Dry Eye Syndrome

Tears are essential to good vision. They lubricate the eye, protect it from infections and wash away allergens.  With Dry Eye Syndrome, the eye produces too few tears, or tears of such poor quality that they don’t stay on the eye.  Ironically, some people with Dry Eye Syndrome may actually experience tears running down their cheeks.  That’s because if there are not enough tears a message is sent to the brain to produce more tears.  Unfortunately, these tears are very watery, instead of lubricating the eye they dry the eye.  Dry eyes can also be caused be the byproduct of meibomian gland dysfunction.

» Task set:
A – What three things do tears do for the eye, according to the dry eye text?
B – Reproduce the dry eye text word for word, starting with "Tears are essential" and going on through "meibomian gland dysfunction.".
The listing that follows has nothing to do with this text.

» Records:
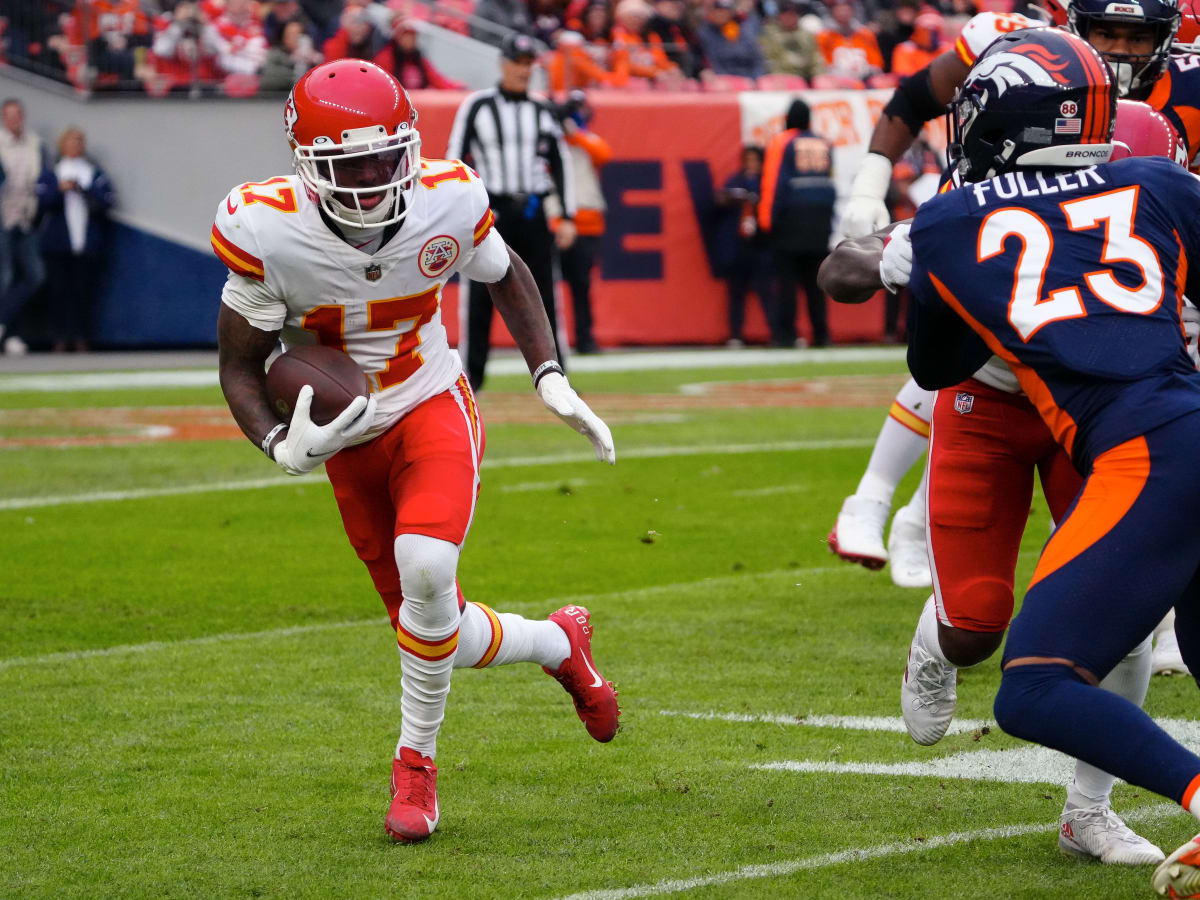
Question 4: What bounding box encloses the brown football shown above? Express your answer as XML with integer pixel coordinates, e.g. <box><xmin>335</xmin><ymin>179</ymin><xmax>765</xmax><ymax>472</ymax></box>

<box><xmin>266</xmin><ymin>344</ymin><xmax>371</xmax><ymax>425</ymax></box>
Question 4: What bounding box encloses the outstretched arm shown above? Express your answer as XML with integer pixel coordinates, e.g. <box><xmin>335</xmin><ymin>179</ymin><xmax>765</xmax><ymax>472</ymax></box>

<box><xmin>487</xmin><ymin>244</ymin><xmax>617</xmax><ymax>466</ymax></box>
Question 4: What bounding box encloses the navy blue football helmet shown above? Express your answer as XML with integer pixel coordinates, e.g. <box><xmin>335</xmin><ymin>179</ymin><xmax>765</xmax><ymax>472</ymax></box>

<box><xmin>1067</xmin><ymin>0</ymin><xmax>1180</xmax><ymax>98</ymax></box>
<box><xmin>947</xmin><ymin>28</ymin><xmax>1117</xmax><ymax>181</ymax></box>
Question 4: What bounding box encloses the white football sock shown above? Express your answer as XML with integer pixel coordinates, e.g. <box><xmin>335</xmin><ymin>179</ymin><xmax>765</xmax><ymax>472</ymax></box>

<box><xmin>1063</xmin><ymin>637</ymin><xmax>1152</xmax><ymax>811</ymax></box>
<box><xmin>854</xmin><ymin>378</ymin><xmax>935</xmax><ymax>506</ymax></box>
<box><xmin>396</xmin><ymin>534</ymin><xmax>460</xmax><ymax>758</ymax></box>
<box><xmin>455</xmin><ymin>602</ymin><xmax>571</xmax><ymax>668</ymax></box>
<box><xmin>917</xmin><ymin>598</ymin><xmax>958</xmax><ymax>668</ymax></box>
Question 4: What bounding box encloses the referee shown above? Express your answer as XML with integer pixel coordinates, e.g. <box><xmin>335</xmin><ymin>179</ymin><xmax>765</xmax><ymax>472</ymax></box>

<box><xmin>446</xmin><ymin>32</ymin><xmax>575</xmax><ymax>389</ymax></box>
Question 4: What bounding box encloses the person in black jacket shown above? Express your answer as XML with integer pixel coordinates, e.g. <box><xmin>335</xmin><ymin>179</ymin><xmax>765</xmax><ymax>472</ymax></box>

<box><xmin>37</xmin><ymin>127</ymin><xmax>115</xmax><ymax>353</ymax></box>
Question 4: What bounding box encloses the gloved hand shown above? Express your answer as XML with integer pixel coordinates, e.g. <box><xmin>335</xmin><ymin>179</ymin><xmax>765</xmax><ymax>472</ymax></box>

<box><xmin>538</xmin><ymin>372</ymin><xmax>617</xmax><ymax>466</ymax></box>
<box><xmin>880</xmin><ymin>222</ymin><xmax>912</xmax><ymax>294</ymax></box>
<box><xmin>272</xmin><ymin>384</ymin><xmax>376</xmax><ymax>475</ymax></box>
<box><xmin>1180</xmin><ymin>298</ymin><xmax>1200</xmax><ymax>368</ymax></box>
<box><xmin>841</xmin><ymin>154</ymin><xmax>892</xmax><ymax>238</ymax></box>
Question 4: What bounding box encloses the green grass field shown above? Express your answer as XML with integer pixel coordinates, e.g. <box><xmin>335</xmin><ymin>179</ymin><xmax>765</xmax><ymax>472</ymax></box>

<box><xmin>0</xmin><ymin>356</ymin><xmax>1200</xmax><ymax>900</ymax></box>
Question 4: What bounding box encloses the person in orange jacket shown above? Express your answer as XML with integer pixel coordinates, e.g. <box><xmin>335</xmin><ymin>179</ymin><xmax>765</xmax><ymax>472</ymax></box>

<box><xmin>560</xmin><ymin>90</ymin><xmax>612</xmax><ymax>353</ymax></box>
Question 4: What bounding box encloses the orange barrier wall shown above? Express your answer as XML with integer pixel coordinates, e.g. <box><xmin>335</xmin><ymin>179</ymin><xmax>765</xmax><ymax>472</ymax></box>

<box><xmin>413</xmin><ymin>91</ymin><xmax>883</xmax><ymax>346</ymax></box>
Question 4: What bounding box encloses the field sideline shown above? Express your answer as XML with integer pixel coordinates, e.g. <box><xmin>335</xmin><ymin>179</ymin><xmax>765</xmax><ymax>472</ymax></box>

<box><xmin>0</xmin><ymin>348</ymin><xmax>1200</xmax><ymax>900</ymax></box>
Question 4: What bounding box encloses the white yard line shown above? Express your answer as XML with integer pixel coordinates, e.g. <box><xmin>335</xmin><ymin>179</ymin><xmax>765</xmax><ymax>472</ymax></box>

<box><xmin>549</xmin><ymin>803</ymin><xmax>1178</xmax><ymax>900</ymax></box>
<box><xmin>0</xmin><ymin>347</ymin><xmax>905</xmax><ymax>394</ymax></box>
<box><xmin>0</xmin><ymin>565</ymin><xmax>847</xmax><ymax>671</ymax></box>
<box><xmin>0</xmin><ymin>438</ymin><xmax>875</xmax><ymax>510</ymax></box>
<box><xmin>659</xmin><ymin>709</ymin><xmax>996</xmax><ymax>734</ymax></box>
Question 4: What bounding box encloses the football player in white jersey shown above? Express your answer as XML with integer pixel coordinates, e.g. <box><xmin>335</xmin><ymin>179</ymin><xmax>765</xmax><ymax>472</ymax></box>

<box><xmin>212</xmin><ymin>59</ymin><xmax>619</xmax><ymax>842</ymax></box>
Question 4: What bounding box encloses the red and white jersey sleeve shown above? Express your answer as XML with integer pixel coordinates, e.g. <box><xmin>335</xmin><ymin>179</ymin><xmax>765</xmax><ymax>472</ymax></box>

<box><xmin>212</xmin><ymin>160</ymin><xmax>496</xmax><ymax>440</ymax></box>
<box><xmin>954</xmin><ymin>12</ymin><xmax>1046</xmax><ymax>66</ymax></box>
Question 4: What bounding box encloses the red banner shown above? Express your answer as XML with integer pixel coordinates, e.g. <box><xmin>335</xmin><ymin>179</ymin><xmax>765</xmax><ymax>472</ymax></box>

<box><xmin>413</xmin><ymin>91</ymin><xmax>883</xmax><ymax>346</ymax></box>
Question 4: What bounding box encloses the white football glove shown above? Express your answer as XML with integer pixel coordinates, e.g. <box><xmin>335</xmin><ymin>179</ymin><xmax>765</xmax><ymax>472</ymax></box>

<box><xmin>841</xmin><ymin>154</ymin><xmax>892</xmax><ymax>239</ymax></box>
<box><xmin>538</xmin><ymin>372</ymin><xmax>617</xmax><ymax>466</ymax></box>
<box><xmin>1180</xmin><ymin>298</ymin><xmax>1200</xmax><ymax>368</ymax></box>
<box><xmin>274</xmin><ymin>384</ymin><xmax>374</xmax><ymax>475</ymax></box>
<box><xmin>880</xmin><ymin>222</ymin><xmax>912</xmax><ymax>294</ymax></box>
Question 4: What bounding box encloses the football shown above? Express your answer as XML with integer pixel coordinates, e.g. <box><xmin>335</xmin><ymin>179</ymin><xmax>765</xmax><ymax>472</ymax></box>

<box><xmin>266</xmin><ymin>344</ymin><xmax>371</xmax><ymax>425</ymax></box>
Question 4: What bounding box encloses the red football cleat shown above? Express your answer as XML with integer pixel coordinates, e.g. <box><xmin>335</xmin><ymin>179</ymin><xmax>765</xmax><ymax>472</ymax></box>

<box><xmin>383</xmin><ymin>746</ymin><xmax>439</xmax><ymax>844</ymax></box>
<box><xmin>541</xmin><ymin>606</ymin><xmax>620</xmax><ymax>743</ymax></box>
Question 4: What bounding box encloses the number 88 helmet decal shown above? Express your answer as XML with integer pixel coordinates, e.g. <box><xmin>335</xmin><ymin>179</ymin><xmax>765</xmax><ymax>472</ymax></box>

<box><xmin>947</xmin><ymin>28</ymin><xmax>1117</xmax><ymax>181</ymax></box>
<box><xmin>283</xmin><ymin>59</ymin><xmax>421</xmax><ymax>228</ymax></box>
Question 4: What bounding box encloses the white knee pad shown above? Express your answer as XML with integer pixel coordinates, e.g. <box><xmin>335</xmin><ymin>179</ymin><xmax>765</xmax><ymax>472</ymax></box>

<box><xmin>395</xmin><ymin>534</ymin><xmax>458</xmax><ymax>635</ymax></box>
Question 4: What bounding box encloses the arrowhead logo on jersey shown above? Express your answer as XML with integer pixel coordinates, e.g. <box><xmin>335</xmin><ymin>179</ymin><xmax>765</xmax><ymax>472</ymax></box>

<box><xmin>967</xmin><ymin>44</ymin><xmax>1069</xmax><ymax>103</ymax></box>
<box><xmin>416</xmin><ymin>234</ymin><xmax>458</xmax><ymax>278</ymax></box>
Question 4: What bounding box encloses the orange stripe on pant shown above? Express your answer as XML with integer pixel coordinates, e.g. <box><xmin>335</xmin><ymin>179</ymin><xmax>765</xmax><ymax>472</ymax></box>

<box><xmin>396</xmin><ymin>625</ymin><xmax>458</xmax><ymax>662</ymax></box>
<box><xmin>1030</xmin><ymin>437</ymin><xmax>1150</xmax><ymax>588</ymax></box>
<box><xmin>472</xmin><ymin>600</ymin><xmax>504</xmax><ymax>668</ymax></box>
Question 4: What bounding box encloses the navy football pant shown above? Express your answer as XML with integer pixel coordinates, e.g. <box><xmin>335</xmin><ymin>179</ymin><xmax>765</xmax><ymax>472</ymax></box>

<box><xmin>995</xmin><ymin>413</ymin><xmax>1200</xmax><ymax>806</ymax></box>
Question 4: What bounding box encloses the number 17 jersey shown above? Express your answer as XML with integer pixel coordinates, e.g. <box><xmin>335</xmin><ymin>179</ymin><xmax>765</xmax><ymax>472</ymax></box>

<box><xmin>211</xmin><ymin>160</ymin><xmax>509</xmax><ymax>440</ymax></box>
<box><xmin>910</xmin><ymin>157</ymin><xmax>1200</xmax><ymax>470</ymax></box>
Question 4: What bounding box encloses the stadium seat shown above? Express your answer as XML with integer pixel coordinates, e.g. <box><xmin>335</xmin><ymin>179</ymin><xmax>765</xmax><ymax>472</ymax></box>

<box><xmin>758</xmin><ymin>72</ymin><xmax>809</xmax><ymax>91</ymax></box>
<box><xmin>812</xmin><ymin>74</ymin><xmax>866</xmax><ymax>91</ymax></box>
<box><xmin>703</xmin><ymin>76</ymin><xmax>755</xmax><ymax>92</ymax></box>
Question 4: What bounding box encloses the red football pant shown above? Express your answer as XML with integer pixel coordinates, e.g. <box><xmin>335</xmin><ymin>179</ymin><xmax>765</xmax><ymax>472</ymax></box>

<box><xmin>926</xmin><ymin>379</ymin><xmax>1084</xmax><ymax>631</ymax></box>
<box><xmin>325</xmin><ymin>377</ymin><xmax>485</xmax><ymax>628</ymax></box>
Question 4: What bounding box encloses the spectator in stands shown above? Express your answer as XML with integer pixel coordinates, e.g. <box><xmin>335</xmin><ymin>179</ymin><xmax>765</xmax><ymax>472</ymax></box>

<box><xmin>470</xmin><ymin>0</ymin><xmax>533</xmax><ymax>46</ymax></box>
<box><xmin>541</xmin><ymin>30</ymin><xmax>617</xmax><ymax>92</ymax></box>
<box><xmin>146</xmin><ymin>0</ymin><xmax>218</xmax><ymax>94</ymax></box>
<box><xmin>817</xmin><ymin>0</ymin><xmax>883</xmax><ymax>80</ymax></box>
<box><xmin>37</xmin><ymin>127</ymin><xmax>115</xmax><ymax>353</ymax></box>
<box><xmin>761</xmin><ymin>0</ymin><xmax>824</xmax><ymax>79</ymax></box>
<box><xmin>714</xmin><ymin>144</ymin><xmax>777</xmax><ymax>347</ymax></box>
<box><xmin>258</xmin><ymin>19</ymin><xmax>322</xmax><ymax>91</ymax></box>
<box><xmin>263</xmin><ymin>0</ymin><xmax>324</xmax><ymax>47</ymax></box>
<box><xmin>300</xmin><ymin>0</ymin><xmax>344</xmax><ymax>47</ymax></box>
<box><xmin>323</xmin><ymin>6</ymin><xmax>383</xmax><ymax>60</ymax></box>
<box><xmin>0</xmin><ymin>100</ymin><xmax>46</xmax><ymax>355</ymax></box>
<box><xmin>696</xmin><ymin>0</ymin><xmax>767</xmax><ymax>78</ymax></box>
<box><xmin>611</xmin><ymin>0</ymin><xmax>678</xmax><ymax>84</ymax></box>
<box><xmin>374</xmin><ymin>19</ymin><xmax>467</xmax><ymax>90</ymax></box>
<box><xmin>875</xmin><ymin>0</ymin><xmax>922</xmax><ymax>72</ymax></box>
<box><xmin>647</xmin><ymin>0</ymin><xmax>704</xmax><ymax>78</ymax></box>
<box><xmin>758</xmin><ymin>100</ymin><xmax>838</xmax><ymax>347</ymax></box>
<box><xmin>560</xmin><ymin>90</ymin><xmax>612</xmax><ymax>353</ymax></box>
<box><xmin>209</xmin><ymin>0</ymin><xmax>266</xmax><ymax>76</ymax></box>
<box><xmin>892</xmin><ymin>12</ymin><xmax>946</xmax><ymax>76</ymax></box>
<box><xmin>74</xmin><ymin>0</ymin><xmax>151</xmax><ymax>89</ymax></box>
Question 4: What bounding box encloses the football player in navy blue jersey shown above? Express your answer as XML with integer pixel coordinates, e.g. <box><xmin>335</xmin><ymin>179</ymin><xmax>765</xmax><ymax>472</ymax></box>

<box><xmin>908</xmin><ymin>29</ymin><xmax>1200</xmax><ymax>895</ymax></box>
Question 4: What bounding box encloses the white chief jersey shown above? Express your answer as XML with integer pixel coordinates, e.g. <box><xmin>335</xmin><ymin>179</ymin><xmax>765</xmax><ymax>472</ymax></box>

<box><xmin>212</xmin><ymin>160</ymin><xmax>509</xmax><ymax>440</ymax></box>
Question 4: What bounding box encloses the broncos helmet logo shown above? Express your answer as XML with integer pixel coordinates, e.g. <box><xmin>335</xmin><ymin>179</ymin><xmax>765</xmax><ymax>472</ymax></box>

<box><xmin>967</xmin><ymin>43</ymin><xmax>1070</xmax><ymax>103</ymax></box>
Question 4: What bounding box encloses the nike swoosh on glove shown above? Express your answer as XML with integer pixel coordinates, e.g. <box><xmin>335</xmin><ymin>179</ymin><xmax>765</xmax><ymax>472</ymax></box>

<box><xmin>538</xmin><ymin>372</ymin><xmax>617</xmax><ymax>466</ymax></box>
<box><xmin>880</xmin><ymin>222</ymin><xmax>912</xmax><ymax>294</ymax></box>
<box><xmin>275</xmin><ymin>384</ymin><xmax>376</xmax><ymax>475</ymax></box>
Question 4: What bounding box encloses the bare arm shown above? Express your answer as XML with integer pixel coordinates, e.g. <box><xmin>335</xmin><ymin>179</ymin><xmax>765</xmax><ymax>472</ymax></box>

<box><xmin>817</xmin><ymin>222</ymin><xmax>900</xmax><ymax>304</ymax></box>
<box><xmin>487</xmin><ymin>247</ymin><xmax>558</xmax><ymax>374</ymax></box>
<box><xmin>868</xmin><ymin>50</ymin><xmax>971</xmax><ymax>162</ymax></box>
<box><xmin>217</xmin><ymin>304</ymin><xmax>287</xmax><ymax>458</ymax></box>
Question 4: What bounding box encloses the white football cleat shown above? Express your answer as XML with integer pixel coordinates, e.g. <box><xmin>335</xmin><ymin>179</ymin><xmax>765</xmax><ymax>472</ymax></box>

<box><xmin>900</xmin><ymin>607</ymin><xmax>959</xmax><ymax>746</ymax></box>
<box><xmin>1150</xmin><ymin>834</ymin><xmax>1200</xmax><ymax>900</ymax></box>
<box><xmin>1058</xmin><ymin>805</ymin><xmax>1165</xmax><ymax>865</ymax></box>
<box><xmin>1150</xmin><ymin>628</ymin><xmax>1190</xmax><ymax>674</ymax></box>
<box><xmin>888</xmin><ymin>506</ymin><xmax>934</xmax><ymax>588</ymax></box>
<box><xmin>829</xmin><ymin>494</ymin><xmax>890</xmax><ymax>569</ymax></box>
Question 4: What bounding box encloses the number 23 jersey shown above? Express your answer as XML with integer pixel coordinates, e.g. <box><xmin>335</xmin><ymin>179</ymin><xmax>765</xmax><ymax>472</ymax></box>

<box><xmin>910</xmin><ymin>157</ymin><xmax>1200</xmax><ymax>470</ymax></box>
<box><xmin>211</xmin><ymin>160</ymin><xmax>509</xmax><ymax>439</ymax></box>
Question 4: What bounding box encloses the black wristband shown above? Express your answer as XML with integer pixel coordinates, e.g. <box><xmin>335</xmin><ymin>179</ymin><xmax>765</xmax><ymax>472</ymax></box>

<box><xmin>533</xmin><ymin>359</ymin><xmax>563</xmax><ymax>390</ymax></box>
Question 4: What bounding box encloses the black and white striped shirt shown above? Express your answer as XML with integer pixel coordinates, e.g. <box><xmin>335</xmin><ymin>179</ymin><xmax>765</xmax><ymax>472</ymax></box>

<box><xmin>446</xmin><ymin>88</ymin><xmax>575</xmax><ymax>217</ymax></box>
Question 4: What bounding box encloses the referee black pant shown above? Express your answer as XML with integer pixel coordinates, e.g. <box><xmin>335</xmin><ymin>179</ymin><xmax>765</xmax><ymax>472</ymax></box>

<box><xmin>458</xmin><ymin>197</ymin><xmax>565</xmax><ymax>390</ymax></box>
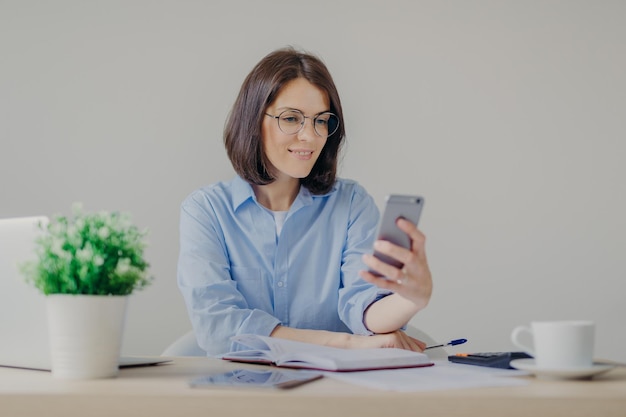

» Problem solutions:
A – They lubricate the eye, protect it from infections and wash away allergens.

B –
Tears are essential to good vision. They lubricate the eye, protect it from infections and wash away allergens.  With Dry Eye Syndrome, the eye produces too few tears, or tears of such poor quality that they don’t stay on the eye.  Ironically, some people with Dry Eye Syndrome may actually experience tears running down their cheeks.  That’s because if there are not enough tears a message is sent to the brain to produce more tears.  Unfortunately, these tears are very watery, instead of lubricating the eye they dry the eye.  Dry eyes can also be caused be the byproduct of meibomian gland dysfunction.